» Excerpt provided:

══════════════════════════════

Why does deconstructing a tuple from the return value of reduce cause an error?

Question

Let's say I have an array of integers, and I want to get the sum of all the even numbers and the sum of all the odd numbers. For example, for the array [1,2,3], sum of all the odd numbers is 4, and sum of all the even numbers is 2.

This is how I do it:

array.reduce((odd: 0, even: 0), { (result, int) in
    if int % 2 == 0 {
        return (result.odd, result.even + int)
    } else {
        return (result.odd + int, result.even)
    }
})

This worked fine on its own, but as soon as I try to deconstruct the tuple returned:

let (oddSum, evenSum) = a.reduce((odd: 0, even: 0), { (result, int) in
    if int % 2 == 0 {
        return (result.odd, result.even + int)
    } else {
        return (result.odd + int, result.even)
    }
})

It gives me the error:

Value of tuple type '(Int, Int)' has no member 'odd'

on the return statements.

Why does deconstructing the tuple cause the generic type to be inferred differently? The deconstruction part should just say what to do to the result. The method call should have been interpreted on its own, and then matched against the pattern (oddSum, evenSum).

To fix this I have to change the first parameter to (0, 0), which makes the stuff in the closure very unreadable. I have to refer to the odd sum as result.0 and even sum as result.1.

Answer 1

TL; DR

This behaviour is unfortunate, but is 'working as expected' due to a combination of:

• The constraint system favouring un-labelled tuple types over labelled tuple types when it comes to type variable binding.
• Multi-statement closures not participating in type inference.

---

Why does deconstructing the tuple cause the generic type to be inferred differently? The deconstruction part should just say what to do to the result. The method call should have been interpreted on its own, and then matched against the pattern (evenSum, oddSum).

The type checker does bidirectional type inference, meaning that the pattern used can influence how the assigned expression is type checked. For example, consider:

func magic<T>() -> T { 
  fatalError() 
}

let x: Int = magic() // T == Int

The type of the pattern is used to infer that T is Int.

So what happens with a tuple deconstruction pattern?

let (x, y) = magic() // error: Generic parameter 'T' could not be inferred

The type checker creates two type variables to represent each element of the tuple pattern. Such type variables are used internally within the constraint solver, and each must be bound to a Swift type before the constraint system can be considered solved. Within the constraint system, the pattern let (x, y) has the type ($T0, $T1), where $T{N} is a type variable.

The function returns the generic placeholder T, so the constraint system deduces that T is convertible to ($T0, $T1). However there's no further information for what $T0 and $T1 can be bound to, so the system fails.

══════════════════════════════

» Directions:
[1] In the Swift reduce thread, rewrite the paragraph beginning "The type checker creates two type variables" more briefly, keeping its main facts.
[2] Repeat word for word the part of the Swift reduce thread that opens with the words containing "The function returns" and closes with "the system fails.".
[3] Carry on writing the Swift reduce thread, picking up right after its last sentence.

» Source excerpt:

══════════════════════════════

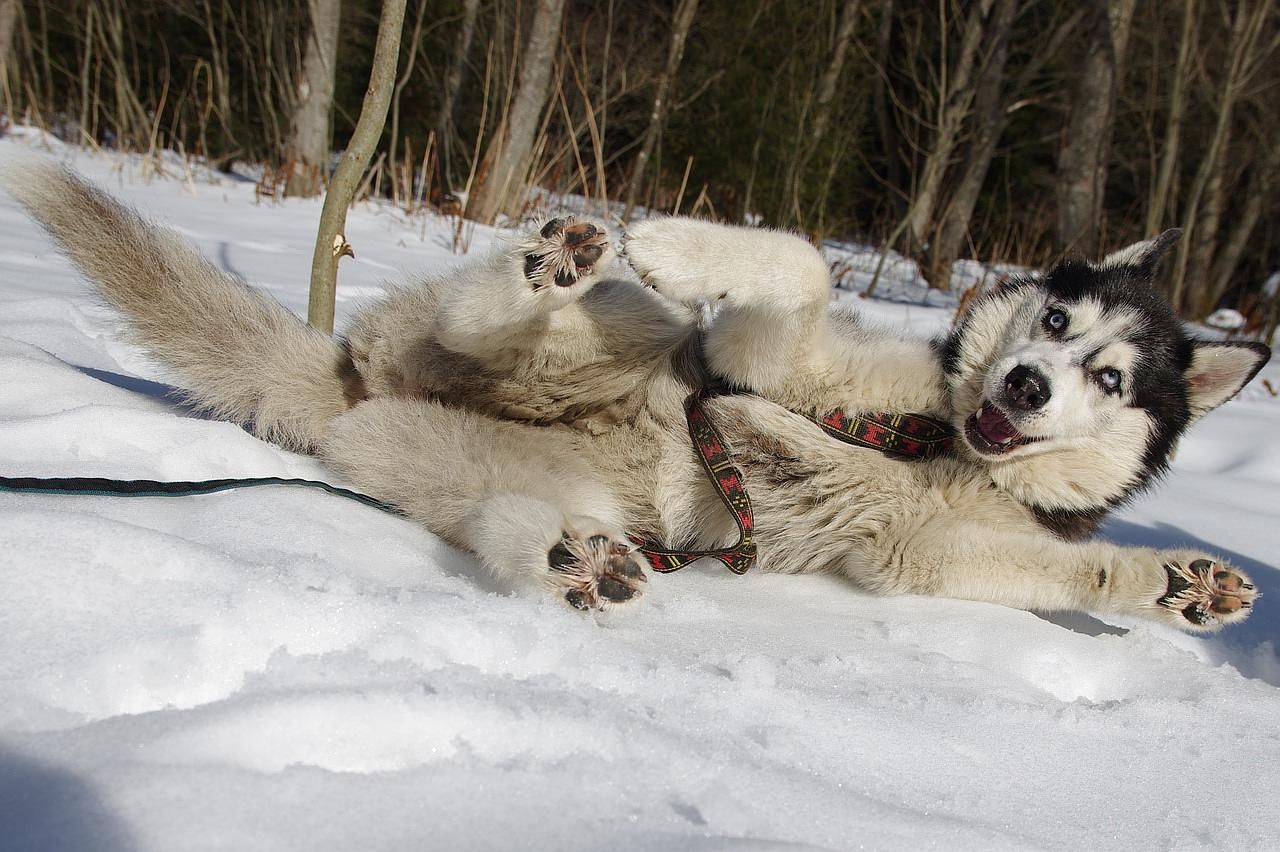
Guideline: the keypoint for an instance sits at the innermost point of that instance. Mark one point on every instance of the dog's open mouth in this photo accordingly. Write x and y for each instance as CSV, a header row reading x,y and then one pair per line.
x,y
991,433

══════════════════════════════

» Answers provided:
[1] The type checker gives each element of a tuple pattern its own type variable. The constraint solver uses these internally, and each must be bound to a Swift type before the system is solved. So the pattern let (x, y) has the type ($T0, $T1), where each $T{N} is a type variable.

[2]
The function returns the generic placeholder T, so the constraint system deduces that T is convertible to ($T0, $T1). However there's no further information for what $T0 and $T1 can be bound to, so the system fails.

[3]
Okay, let's give the system a way to bind types to those type variables by adding a parameter to the function.

func magic<T>(_ x: T) -> T {
  print(T.self)
  fatalError()
}

let labelledTuple: (x: Int, y: Int) = (x: 0, y: 0)
let (x, y) = magic(labelledTuple) // T == (Int, Int)

This now compiles, and we can see that the generic placeholder T is inferred to be (Int, Int). How did this happen?

• magic is of type (T) -> T.
• The argument is of type (x: Int, y: Int).
• The result pattern is of type ($T0, $T1).

Here we can see that the constraint system has two options, it can either:

• Bind T to the un-labelled tuple type ($T0, $T1), forcing the argument of type (x: Int, y: Int) to perform a tuple conversion that strips it of its labels.
• Bind T to the labelled tuple type (x: Int, y: Int), forcing the returned value to perform a tuple conversion that strips it of its labels such that it can be converted to ($T0, $T1).

^{(this is glossing over the fact that generic placeholders are opened into fresh type variables, but that's an unnecessary detail here)}

Without any rule to favour one option over the other, this is ambiguous. Luckily however the constraint system has a rule to prefer the un-labelled version of a tuple type when binding a type. Therefore the constraint system decides to bind T to ($T0, $T1), at which point both $T0 and $T1 can be bound to Int due to the fact that (x: Int, y: Int) needs to be convertible to ($T0, $T1).

Let's see what happens when we remove the tuple deconstruction pattern:

func magic<T>(_ x: T) -> T {
  print(T.self)
  fatalError()
}

let labelledTuple: (x: Int, y: Int) = (x: 0, y: 0)
let tuple = magic(labelledTuple) // T == (x: Int, y: Int)

T now gets bound to (x: Int, y: Int). Why? Because the pattern type is now simply of type $T0.

• If T gets bound to $T0, then $T0 will be bound to the argument type (x: Int, y: Int).
• If T gets bound to (x: Int, y: Int), then $T0 will also get bound to (x: Int, y: Int).

In both cases, the solution is the same, so no ambiguity. There's no possibility of T getting bound to an un-labelled tuple type simply due to the fact that no un-labelled tuple type is introduced into the system in the first place.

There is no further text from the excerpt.